ACTIVITY:
Copy all the entries word for word, but omit the pictures.

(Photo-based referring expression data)
■ ■ ■ ■ ■ ■ ■

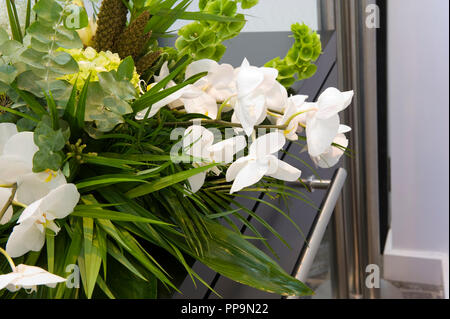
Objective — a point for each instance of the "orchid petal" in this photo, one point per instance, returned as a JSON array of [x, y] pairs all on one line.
[[283, 171], [7, 279], [204, 104], [33, 276], [234, 168], [12, 167], [31, 187], [250, 174], [164, 72], [5, 194], [267, 144], [333, 155], [25, 237], [223, 152], [344, 129], [320, 134], [248, 79]]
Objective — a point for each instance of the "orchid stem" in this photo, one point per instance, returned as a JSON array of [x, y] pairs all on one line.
[[10, 261]]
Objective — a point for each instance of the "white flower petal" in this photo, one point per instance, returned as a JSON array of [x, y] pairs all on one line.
[[61, 201], [7, 279], [250, 111], [344, 129], [267, 144], [33, 276], [197, 181], [31, 187], [204, 104], [248, 79], [5, 194], [11, 167], [21, 145], [31, 211], [25, 237], [320, 134], [7, 130], [221, 76], [223, 152], [332, 156], [234, 168], [249, 175], [283, 171]]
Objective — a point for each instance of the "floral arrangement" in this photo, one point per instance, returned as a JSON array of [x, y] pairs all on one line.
[[120, 159]]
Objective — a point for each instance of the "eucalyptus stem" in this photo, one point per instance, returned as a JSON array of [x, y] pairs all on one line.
[[9, 201], [10, 261]]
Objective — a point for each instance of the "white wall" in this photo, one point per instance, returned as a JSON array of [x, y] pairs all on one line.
[[274, 15], [418, 54]]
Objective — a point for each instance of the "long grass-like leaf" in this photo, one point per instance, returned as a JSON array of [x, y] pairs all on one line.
[[166, 181]]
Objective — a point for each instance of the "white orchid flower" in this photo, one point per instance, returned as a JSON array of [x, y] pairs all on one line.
[[41, 214], [260, 162], [333, 154], [199, 143], [16, 162], [257, 90], [219, 83], [322, 126], [295, 116], [28, 277]]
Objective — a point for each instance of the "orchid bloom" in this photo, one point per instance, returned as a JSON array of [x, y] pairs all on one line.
[[332, 155], [199, 143], [16, 161], [219, 83], [29, 234], [173, 100], [322, 126], [202, 96], [28, 277], [260, 162], [257, 90]]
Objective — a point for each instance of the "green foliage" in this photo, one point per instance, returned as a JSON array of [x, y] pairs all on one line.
[[108, 100], [298, 63], [203, 39], [50, 141], [135, 201]]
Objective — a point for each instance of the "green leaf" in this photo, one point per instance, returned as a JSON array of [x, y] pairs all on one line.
[[234, 257], [92, 256], [14, 20], [113, 215], [31, 101], [166, 181], [81, 107], [126, 69]]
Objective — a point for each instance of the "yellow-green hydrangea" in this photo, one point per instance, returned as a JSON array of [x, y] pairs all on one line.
[[92, 62]]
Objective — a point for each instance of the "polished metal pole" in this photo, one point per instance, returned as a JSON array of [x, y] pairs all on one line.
[[358, 209], [325, 9]]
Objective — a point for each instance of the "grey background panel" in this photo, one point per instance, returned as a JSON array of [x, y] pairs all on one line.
[[260, 48]]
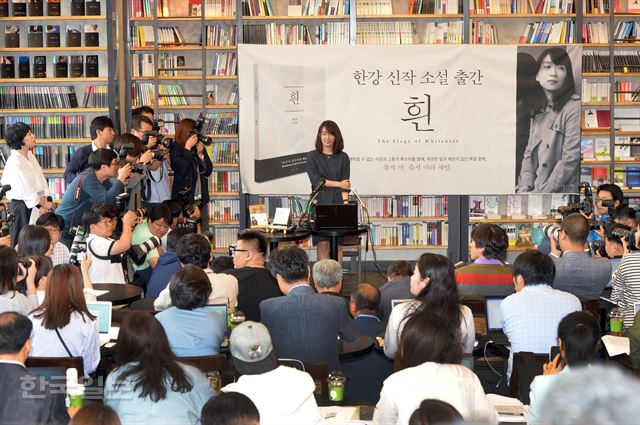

■ ■ ■ ■ ■ ■ ■

YOUR RESPONSE:
Objective — a point for each instance of the "orchid petal" in this photo, one point per instance, returned as a JSON array of [x, y] pairs all on one line.
[[283, 171], [7, 279], [204, 104], [33, 276], [234, 168], [12, 167], [31, 187], [250, 174], [164, 72], [5, 194], [267, 144], [333, 155], [25, 237], [223, 152], [344, 129], [320, 134], [248, 79]]
Objective — a point for each instance of the "orchid stem" in this photo, one point per instance, returned as a JSON array of [x, y] pairs all on one line.
[[10, 261]]
Objective — a point for each instance of the "white flower petal" in this photo, one point per instance, returned as a JSON array of [x, y] pairs all on one line.
[[61, 201], [7, 279], [250, 111], [344, 129], [267, 144], [33, 276], [197, 181], [31, 187], [204, 104], [248, 79], [5, 194], [11, 167], [21, 145], [31, 211], [25, 237], [320, 134], [7, 130], [221, 76], [223, 152], [332, 156], [234, 168], [249, 175], [283, 171]]
Objective — a point for each instance of the "floral arrangement" in this photo, one point per instance, returned as a JSON array of [x, y] pairs all on one line.
[[120, 159]]
Objective — a point for each instance of the "eucalyptus stem" in this photo, one point per instance, returned as a JSON array of [x, y] pairs all on one line.
[[9, 201], [10, 261]]
Objective — a point for each instance of the "white wall" in this photo, one point per instance, returned as a JSON array of [x, y] pairs all on one line.
[[274, 15], [418, 54]]
Objective — a point for each instance of the "long grass-like leaf" in this photo, one point per instance, returned as a JSON array of [x, y] pairs all on one line.
[[166, 181]]
Objective — a point for each instance of the "white orchid flower" in this photo, one point per instance, returned as a JSON array of [x, y] pairs all on one line.
[[41, 214], [260, 162], [333, 154], [199, 143], [16, 162], [257, 90], [219, 83], [322, 126], [295, 116], [28, 277]]
Objective — a point for each instance of the "orchid bloom" in this photo, one point per instance, returned as a JSON array of [x, y] pairs all on one line.
[[332, 155], [199, 143], [16, 161], [219, 83], [29, 234], [173, 100], [322, 126], [202, 96], [28, 277], [260, 162], [257, 90]]
Objective — a point for each instance of the "green foliage" in this photo, one point per instance, returned as a JSON array of [x, y] pairs all on one line.
[[108, 100], [298, 63], [203, 39], [50, 141], [135, 201]]
Objective — a point for each instance of the "green leaf" in this photo, one point per instance, returned as a JSON array of [x, y] pairs all on one line.
[[234, 257], [92, 256], [14, 20], [113, 215], [31, 101], [166, 181], [81, 107], [126, 69]]
Objective — a point for each instance of the "yellow-green hydrangea" in this photo, one point per instance, returned as a JSON array of [x, y] pairs all on one line.
[[92, 62]]
Objective — a point for each instance of the "polished metal pole" in this photo, one point per instance, returned as a JSON array of [x, y] pairs all on one line.
[[358, 209], [325, 9]]
Objective — a point for each instance of the "grey background panel" in this photo, one point per instance, returned as a JSON array of [x, y] pairs all on one line.
[[260, 48]]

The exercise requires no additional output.